## Passage to read
==========

# why double Sigma summation?

The lecture slides is about covariance. One page it is

on the other page, it is

Why there are double Sigma summation on the first one?Is it just a typo?

• It is simply notation. There is a double summation. One for all the $x$ and one for all the $y$.
– Eff
Commented Jan 7, 2016 at 13:50
• It is a typo. One can either use one summation sign indexed by $(x,y)$ or two summation signs indexed by $x$ and by $y$ respectively, but mixing these two options is absurd.
– Did
Commented Jan 7, 2016 at 13:52

I think a very clear definition of covariance is:

$Cov(X,Y) = \sum\limits_{x \in X}\sum\limits_{y \in Y} (x- \mu_X)(y-\mu_Y)f(x,y)$

If you define $S = X \times Y = \{(x,y) | x \in X, y \in Y\}$ (cartesian product).

==========

## Dataset excerpt
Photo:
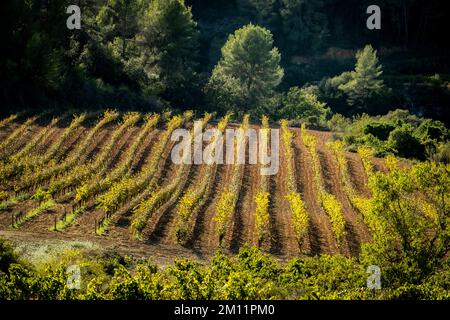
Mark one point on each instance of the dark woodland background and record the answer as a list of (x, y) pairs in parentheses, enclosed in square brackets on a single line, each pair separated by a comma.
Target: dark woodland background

==========

## To be done
[1] In the covariance thread, what does the comment signed Eff say the two summations run over?
[2] In the covariance thread, list every factor that is multiplied together inside the double sum of the covariance definition.
The lines have no connection to the covariance thread.

## Worked answers
[1] One runs over all the x and the other over all the y.

[2] (x − μ_X), (y − μ_Y), f(x,y)